What needs to be done
An exact copy of all the data is required.

________

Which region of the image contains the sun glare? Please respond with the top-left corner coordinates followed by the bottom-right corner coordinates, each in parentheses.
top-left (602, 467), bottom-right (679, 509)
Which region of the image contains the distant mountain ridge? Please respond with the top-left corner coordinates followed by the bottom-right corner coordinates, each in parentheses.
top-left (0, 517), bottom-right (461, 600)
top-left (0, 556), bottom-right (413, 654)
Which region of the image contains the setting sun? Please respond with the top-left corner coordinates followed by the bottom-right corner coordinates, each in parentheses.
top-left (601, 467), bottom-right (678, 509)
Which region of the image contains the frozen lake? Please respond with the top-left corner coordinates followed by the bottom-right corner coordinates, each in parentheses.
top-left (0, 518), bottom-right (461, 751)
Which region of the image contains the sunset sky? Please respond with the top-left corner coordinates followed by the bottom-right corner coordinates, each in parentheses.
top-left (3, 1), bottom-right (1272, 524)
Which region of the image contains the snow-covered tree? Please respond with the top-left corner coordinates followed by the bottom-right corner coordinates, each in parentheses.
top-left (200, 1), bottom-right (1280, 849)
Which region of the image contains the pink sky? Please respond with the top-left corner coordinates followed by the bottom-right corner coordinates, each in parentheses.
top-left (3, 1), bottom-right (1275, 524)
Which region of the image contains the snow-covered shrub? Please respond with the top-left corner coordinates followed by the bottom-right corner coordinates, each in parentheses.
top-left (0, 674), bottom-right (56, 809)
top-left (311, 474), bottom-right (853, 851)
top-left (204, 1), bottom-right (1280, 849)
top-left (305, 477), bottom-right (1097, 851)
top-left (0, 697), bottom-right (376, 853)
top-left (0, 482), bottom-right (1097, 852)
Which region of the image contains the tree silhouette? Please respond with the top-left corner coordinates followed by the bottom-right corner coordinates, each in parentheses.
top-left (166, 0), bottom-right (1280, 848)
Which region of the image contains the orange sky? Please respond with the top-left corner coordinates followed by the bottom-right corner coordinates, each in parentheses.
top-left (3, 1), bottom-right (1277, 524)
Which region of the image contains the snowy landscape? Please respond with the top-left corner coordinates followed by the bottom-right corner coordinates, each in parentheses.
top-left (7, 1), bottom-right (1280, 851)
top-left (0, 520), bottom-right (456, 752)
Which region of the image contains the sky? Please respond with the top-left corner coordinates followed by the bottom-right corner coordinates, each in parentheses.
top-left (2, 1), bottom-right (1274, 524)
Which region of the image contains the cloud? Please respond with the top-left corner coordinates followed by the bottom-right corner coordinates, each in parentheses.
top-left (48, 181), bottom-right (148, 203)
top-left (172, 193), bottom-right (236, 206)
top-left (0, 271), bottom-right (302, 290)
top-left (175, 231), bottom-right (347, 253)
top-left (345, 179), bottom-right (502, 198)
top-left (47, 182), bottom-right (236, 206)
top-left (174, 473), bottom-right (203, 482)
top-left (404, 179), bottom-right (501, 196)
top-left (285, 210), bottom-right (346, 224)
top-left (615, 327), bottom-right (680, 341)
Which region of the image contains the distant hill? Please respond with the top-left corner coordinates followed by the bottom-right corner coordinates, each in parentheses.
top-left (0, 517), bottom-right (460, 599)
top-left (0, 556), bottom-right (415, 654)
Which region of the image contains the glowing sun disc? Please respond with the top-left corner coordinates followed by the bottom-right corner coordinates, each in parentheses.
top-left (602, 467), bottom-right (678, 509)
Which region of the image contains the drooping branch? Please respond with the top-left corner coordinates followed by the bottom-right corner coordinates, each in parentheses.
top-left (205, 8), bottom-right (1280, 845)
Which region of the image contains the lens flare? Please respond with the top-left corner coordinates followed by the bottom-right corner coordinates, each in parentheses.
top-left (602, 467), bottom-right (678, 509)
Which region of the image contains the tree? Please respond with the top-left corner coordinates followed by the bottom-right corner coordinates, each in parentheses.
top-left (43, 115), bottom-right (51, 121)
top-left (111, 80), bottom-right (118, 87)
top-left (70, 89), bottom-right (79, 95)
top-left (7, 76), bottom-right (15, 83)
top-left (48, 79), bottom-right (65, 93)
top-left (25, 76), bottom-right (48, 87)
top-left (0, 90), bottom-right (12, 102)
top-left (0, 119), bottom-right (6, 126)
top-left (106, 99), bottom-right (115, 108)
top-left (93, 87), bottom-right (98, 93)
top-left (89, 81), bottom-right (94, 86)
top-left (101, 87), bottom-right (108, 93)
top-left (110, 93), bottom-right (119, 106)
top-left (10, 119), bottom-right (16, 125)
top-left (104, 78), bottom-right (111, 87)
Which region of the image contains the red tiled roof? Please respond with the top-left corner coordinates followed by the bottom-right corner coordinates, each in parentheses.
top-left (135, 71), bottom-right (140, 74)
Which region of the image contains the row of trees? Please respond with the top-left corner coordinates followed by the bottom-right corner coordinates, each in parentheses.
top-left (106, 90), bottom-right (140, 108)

________

Response to the exercise
Which region of the image contains the sun glare? Please respond with the top-left corner coordinates followed by the bottom-right corner coordinates, each in parentheses.
top-left (602, 467), bottom-right (679, 509)
Which region of the image contains the distant mountain ridge? Please respond with the top-left corner coordinates followed by the bottom-right corner coordinates, each in parentheses.
top-left (0, 517), bottom-right (461, 600)
top-left (0, 556), bottom-right (413, 654)
Which region of the image contains the setting sun? Please respond with the top-left corner coordinates followed by the bottom-right corner coordinates, each in parentheses.
top-left (601, 467), bottom-right (678, 509)
Which region of the image contains the frozen lake? Please respond with the top-left corner coordinates followed by the bottom-right corner coordinates, each in parentheses.
top-left (0, 518), bottom-right (461, 751)
Which region of the image contains the sunset sky? Please respond with the top-left corner coordinates followed by the bottom-right corner coordinates, each in parentheses.
top-left (3, 1), bottom-right (1272, 524)
Which region of the image contains the snow-covered tree? Please respond with the top-left corner coordinates followed by the bottom-right corner coordinates, each in parentheses.
top-left (200, 1), bottom-right (1280, 849)
Which region of the image contains the pink sky? Please respond with the top-left corner coordinates followed by the bottom-right corner coordinates, each in parentheses.
top-left (3, 1), bottom-right (1275, 524)
Which region of the image contains the snow-covered shrub? Please respond with the top-left corner coordinates followed by the bottom-right corner coordinates, each in parentheses.
top-left (0, 674), bottom-right (56, 809)
top-left (311, 474), bottom-right (853, 851)
top-left (204, 1), bottom-right (1280, 849)
top-left (305, 477), bottom-right (1097, 851)
top-left (0, 697), bottom-right (376, 853)
top-left (0, 482), bottom-right (1097, 852)
Which region of the image contains the tree silhouette? Please respond with the top-left corner coordinates followed by the bottom-right corner coordinates, each in parentheses.
top-left (166, 0), bottom-right (1280, 848)
Which region of the image contains the orange sky? Please respond with the top-left corner coordinates followed by the bottom-right corner coordinates, each in parentheses.
top-left (3, 1), bottom-right (1277, 524)
Which region of the image contains the snowy landscape? Please respond with the top-left corner coordinates followed by the bottom-right corner coordinates, each in parentheses.
top-left (7, 1), bottom-right (1280, 851)
top-left (0, 520), bottom-right (456, 752)
Which region of the image contains the sky? Please respond with the top-left corner coordinates followed by the bottom-right corner coordinates, each in parentheses.
top-left (2, 1), bottom-right (1274, 524)
Which region of the image contains the cloud? Please respond with the top-left corner coordinates followed by the bottom-right corner coordinates, each in parentheses.
top-left (48, 181), bottom-right (148, 203)
top-left (172, 193), bottom-right (236, 206)
top-left (0, 271), bottom-right (302, 290)
top-left (175, 231), bottom-right (347, 253)
top-left (345, 179), bottom-right (502, 198)
top-left (47, 182), bottom-right (236, 206)
top-left (174, 473), bottom-right (203, 482)
top-left (404, 179), bottom-right (501, 196)
top-left (285, 210), bottom-right (346, 224)
top-left (615, 327), bottom-right (680, 341)
Which region of the image contains the distant hill? Please respond with the top-left corner coordinates followed by the bottom-right corner coordinates, each in parentheses.
top-left (0, 517), bottom-right (460, 599)
top-left (0, 556), bottom-right (415, 654)
Which region of the image contains the glowing sun disc? Please respond with the top-left corner coordinates followed by the bottom-right corner coordinates, each in parentheses.
top-left (602, 467), bottom-right (678, 509)
Which region of the image contains the drooping branch? Please respond with the top-left corner coordinates followed by the bottom-right corner coordinates, each in parentheses.
top-left (205, 8), bottom-right (1280, 845)
Which region of the image contains the lens flare? Please respond with the top-left corner coordinates followed by the bottom-right corner coordinates, each in parentheses.
top-left (602, 467), bottom-right (678, 509)
Which region of the image contains the tree? Please respond with the top-left corner coordinates followed by the bottom-right corner coordinates, each in parentheses.
top-left (43, 115), bottom-right (51, 121)
top-left (111, 80), bottom-right (118, 87)
top-left (70, 89), bottom-right (79, 95)
top-left (7, 76), bottom-right (15, 83)
top-left (48, 79), bottom-right (65, 93)
top-left (25, 76), bottom-right (48, 87)
top-left (0, 90), bottom-right (12, 102)
top-left (0, 119), bottom-right (6, 126)
top-left (106, 99), bottom-right (115, 108)
top-left (93, 87), bottom-right (98, 93)
top-left (89, 81), bottom-right (94, 86)
top-left (101, 87), bottom-right (108, 93)
top-left (110, 93), bottom-right (119, 106)
top-left (10, 119), bottom-right (16, 125)
top-left (104, 78), bottom-right (111, 87)
Which region of the image contains the red tiled roof? Please respond with the top-left corner coordinates followed by the bottom-right corner coordinates, each in parentheses.
top-left (135, 71), bottom-right (140, 74)
Which region of the image contains the row of trees? Please respond with the top-left corner coordinates followed by the bottom-right corner coordinates, each in parentheses.
top-left (106, 90), bottom-right (140, 108)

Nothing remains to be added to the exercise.